[Task details]
Reproduce nothing but the closing run of lines: the line with "Look at the photo above. For every instance of the brown" and each line that follows it to the end of the data.

Start of Extracted material

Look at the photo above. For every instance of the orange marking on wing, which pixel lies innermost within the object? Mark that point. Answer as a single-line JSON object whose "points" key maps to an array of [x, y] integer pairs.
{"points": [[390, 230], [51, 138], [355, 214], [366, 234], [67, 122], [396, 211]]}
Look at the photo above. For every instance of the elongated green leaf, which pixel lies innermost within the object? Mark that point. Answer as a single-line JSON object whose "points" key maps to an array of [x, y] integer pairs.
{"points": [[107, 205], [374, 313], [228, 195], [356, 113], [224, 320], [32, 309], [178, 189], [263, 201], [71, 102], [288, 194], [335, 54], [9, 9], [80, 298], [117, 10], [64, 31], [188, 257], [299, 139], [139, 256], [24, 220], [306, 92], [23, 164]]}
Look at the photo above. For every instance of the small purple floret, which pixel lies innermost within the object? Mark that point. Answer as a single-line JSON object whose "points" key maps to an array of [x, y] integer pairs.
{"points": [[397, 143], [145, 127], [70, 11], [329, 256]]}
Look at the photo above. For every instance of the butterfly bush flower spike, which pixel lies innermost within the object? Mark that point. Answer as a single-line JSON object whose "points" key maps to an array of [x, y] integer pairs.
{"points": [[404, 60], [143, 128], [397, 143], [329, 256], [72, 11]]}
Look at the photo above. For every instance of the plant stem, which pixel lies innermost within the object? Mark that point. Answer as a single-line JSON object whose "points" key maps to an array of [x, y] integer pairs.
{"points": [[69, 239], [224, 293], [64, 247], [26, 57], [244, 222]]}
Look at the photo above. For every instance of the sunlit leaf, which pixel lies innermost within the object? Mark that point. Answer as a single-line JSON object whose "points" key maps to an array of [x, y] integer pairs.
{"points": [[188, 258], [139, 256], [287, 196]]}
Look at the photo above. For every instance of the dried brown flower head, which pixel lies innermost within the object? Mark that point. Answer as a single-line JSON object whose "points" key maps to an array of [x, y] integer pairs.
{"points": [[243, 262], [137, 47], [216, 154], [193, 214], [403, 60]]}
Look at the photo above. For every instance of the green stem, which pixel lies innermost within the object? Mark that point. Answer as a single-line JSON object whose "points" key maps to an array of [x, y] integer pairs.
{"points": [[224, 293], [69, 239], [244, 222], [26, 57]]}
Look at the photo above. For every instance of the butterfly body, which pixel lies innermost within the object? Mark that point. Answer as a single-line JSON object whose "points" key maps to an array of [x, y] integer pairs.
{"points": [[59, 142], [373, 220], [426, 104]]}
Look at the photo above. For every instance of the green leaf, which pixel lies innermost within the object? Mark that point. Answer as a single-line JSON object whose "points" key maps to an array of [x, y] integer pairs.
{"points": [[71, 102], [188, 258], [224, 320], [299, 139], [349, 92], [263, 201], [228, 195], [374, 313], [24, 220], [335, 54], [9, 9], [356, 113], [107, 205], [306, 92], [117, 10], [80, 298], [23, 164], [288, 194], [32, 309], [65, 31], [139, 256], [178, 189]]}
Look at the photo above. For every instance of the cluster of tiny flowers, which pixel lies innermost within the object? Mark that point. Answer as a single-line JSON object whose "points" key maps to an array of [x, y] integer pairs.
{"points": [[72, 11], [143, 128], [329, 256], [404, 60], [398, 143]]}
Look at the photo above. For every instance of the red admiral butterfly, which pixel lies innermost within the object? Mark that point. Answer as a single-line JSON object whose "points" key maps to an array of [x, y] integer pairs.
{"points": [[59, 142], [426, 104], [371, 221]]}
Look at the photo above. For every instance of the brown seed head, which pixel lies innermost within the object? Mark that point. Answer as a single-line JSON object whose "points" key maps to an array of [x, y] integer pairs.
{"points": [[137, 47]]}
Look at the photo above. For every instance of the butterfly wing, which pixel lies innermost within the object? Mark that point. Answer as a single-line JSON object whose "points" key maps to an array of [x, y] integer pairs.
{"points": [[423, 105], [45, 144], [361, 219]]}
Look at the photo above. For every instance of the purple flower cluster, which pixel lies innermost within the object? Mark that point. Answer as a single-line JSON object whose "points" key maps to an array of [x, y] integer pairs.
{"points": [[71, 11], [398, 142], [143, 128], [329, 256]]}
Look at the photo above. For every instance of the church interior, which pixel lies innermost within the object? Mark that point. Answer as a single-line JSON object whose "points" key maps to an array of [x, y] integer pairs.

End of Extracted material

[Output of the exercise]
Look at the photo above. For every instance of the brown seed head, which pixel lies innermost within the object? Mark that point. Answer as a single-line JSON object whose "points" key maps to an array of [x, y] integer pairs.
{"points": [[137, 47]]}
Look at the photo above. For every instance of the butterfly wing, which pixel lies innermost within the object? Mark that point. Answer as a single-line JSON object whose "points" key maps to an array of [x, y] integer pairs.
{"points": [[423, 105], [45, 144], [361, 219]]}
Look at the photo above. For every instance of the purple flower cluster, which pixel lies innermost within the object? Mark that point. Answer as a single-line JSON object whose "points" key maps to an array of [x, y] integer pairs.
{"points": [[71, 11], [398, 142], [143, 128], [329, 256]]}
Look at the photo above. For every instance of the church interior, which pixel lies innermost within the object? Mark that point. Answer as a single-line JSON object whose "points" key maps to an array of [x, y] integer pairs.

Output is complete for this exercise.